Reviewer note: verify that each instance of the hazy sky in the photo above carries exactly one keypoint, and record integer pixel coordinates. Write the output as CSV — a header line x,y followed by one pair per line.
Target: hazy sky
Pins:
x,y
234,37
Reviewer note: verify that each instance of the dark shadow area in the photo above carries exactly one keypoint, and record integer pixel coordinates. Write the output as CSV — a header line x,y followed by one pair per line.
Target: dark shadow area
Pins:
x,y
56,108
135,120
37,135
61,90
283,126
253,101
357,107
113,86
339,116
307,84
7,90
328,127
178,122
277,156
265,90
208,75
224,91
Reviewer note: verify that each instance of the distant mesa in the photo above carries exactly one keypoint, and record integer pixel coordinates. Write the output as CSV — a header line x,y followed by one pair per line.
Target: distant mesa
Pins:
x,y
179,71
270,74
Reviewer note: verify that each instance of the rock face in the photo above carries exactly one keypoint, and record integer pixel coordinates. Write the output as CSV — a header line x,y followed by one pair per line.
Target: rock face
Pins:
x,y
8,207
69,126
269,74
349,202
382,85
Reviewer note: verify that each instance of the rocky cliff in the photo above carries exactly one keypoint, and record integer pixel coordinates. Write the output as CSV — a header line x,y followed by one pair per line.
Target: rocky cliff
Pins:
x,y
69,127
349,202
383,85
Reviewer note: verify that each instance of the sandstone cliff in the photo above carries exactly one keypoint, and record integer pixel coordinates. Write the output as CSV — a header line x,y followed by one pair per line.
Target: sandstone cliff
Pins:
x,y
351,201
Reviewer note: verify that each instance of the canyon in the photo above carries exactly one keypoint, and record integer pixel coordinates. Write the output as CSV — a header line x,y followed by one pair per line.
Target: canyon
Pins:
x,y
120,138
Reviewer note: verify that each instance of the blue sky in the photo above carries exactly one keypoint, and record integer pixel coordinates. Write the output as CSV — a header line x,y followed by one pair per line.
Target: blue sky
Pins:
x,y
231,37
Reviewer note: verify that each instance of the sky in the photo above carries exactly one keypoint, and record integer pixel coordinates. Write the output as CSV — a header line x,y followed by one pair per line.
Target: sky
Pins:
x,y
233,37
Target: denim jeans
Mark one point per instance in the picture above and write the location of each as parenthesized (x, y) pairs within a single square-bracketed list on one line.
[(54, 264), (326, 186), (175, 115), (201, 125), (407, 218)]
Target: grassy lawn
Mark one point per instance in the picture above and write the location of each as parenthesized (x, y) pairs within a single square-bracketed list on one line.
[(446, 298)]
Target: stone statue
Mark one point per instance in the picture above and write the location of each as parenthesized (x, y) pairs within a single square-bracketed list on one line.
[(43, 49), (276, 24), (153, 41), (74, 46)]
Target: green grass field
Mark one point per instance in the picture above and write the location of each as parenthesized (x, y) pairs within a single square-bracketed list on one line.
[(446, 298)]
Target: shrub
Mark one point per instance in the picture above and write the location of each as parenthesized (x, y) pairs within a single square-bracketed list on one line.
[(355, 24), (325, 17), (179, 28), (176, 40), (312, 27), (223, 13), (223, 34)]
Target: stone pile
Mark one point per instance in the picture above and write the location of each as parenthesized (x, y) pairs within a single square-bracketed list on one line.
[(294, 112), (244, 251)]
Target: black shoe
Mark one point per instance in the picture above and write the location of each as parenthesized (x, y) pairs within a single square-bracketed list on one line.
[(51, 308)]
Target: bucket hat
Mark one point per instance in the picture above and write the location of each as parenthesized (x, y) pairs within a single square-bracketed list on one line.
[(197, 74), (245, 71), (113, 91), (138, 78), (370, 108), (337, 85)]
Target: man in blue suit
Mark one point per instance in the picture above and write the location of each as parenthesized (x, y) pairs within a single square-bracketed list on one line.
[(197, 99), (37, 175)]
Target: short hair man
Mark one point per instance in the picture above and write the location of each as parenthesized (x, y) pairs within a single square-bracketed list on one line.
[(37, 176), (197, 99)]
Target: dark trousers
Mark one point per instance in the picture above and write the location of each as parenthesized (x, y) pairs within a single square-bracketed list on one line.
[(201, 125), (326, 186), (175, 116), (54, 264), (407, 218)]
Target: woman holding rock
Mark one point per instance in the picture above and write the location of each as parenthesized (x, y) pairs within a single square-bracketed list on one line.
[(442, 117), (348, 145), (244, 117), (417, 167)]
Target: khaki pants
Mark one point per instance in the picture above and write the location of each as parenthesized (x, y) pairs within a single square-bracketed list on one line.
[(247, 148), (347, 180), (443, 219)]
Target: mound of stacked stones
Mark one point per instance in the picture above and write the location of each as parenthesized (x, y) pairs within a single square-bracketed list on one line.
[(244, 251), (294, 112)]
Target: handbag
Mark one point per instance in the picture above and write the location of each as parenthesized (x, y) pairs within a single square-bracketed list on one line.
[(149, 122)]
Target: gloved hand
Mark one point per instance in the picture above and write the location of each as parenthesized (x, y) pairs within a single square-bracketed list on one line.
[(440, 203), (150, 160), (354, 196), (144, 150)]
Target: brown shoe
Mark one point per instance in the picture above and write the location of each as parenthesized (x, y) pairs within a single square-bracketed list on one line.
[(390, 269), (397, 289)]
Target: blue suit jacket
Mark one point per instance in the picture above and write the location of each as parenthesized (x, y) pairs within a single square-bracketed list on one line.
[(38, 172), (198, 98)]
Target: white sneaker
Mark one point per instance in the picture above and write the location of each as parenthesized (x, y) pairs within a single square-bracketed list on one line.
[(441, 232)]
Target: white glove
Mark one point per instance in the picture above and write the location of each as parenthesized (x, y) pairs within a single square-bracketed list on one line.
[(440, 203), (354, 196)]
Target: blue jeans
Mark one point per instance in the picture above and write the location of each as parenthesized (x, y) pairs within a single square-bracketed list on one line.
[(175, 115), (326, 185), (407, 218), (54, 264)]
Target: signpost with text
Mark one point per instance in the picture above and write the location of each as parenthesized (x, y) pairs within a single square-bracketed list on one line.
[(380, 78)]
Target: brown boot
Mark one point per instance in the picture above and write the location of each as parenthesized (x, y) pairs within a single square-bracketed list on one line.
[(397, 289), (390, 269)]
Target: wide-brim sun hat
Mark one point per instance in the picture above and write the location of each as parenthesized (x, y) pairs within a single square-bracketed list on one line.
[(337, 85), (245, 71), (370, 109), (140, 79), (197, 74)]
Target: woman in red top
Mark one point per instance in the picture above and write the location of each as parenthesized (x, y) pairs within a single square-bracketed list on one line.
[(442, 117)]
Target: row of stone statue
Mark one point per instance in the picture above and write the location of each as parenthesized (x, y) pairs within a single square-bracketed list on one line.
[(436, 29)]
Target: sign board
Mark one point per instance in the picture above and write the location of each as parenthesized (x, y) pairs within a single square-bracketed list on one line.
===============
- **What needs to be done**:
Could you return the lines in the entries above that contain "shadow"?

- **The completed task**:
Reviewer note: verify that each instance of the dark shadow area in the photo above carries exactly one keypoint, and record integer pixel coordinates. Write the output as CSV — a header line x,y followed by one pair per line.
Target: dark shadow area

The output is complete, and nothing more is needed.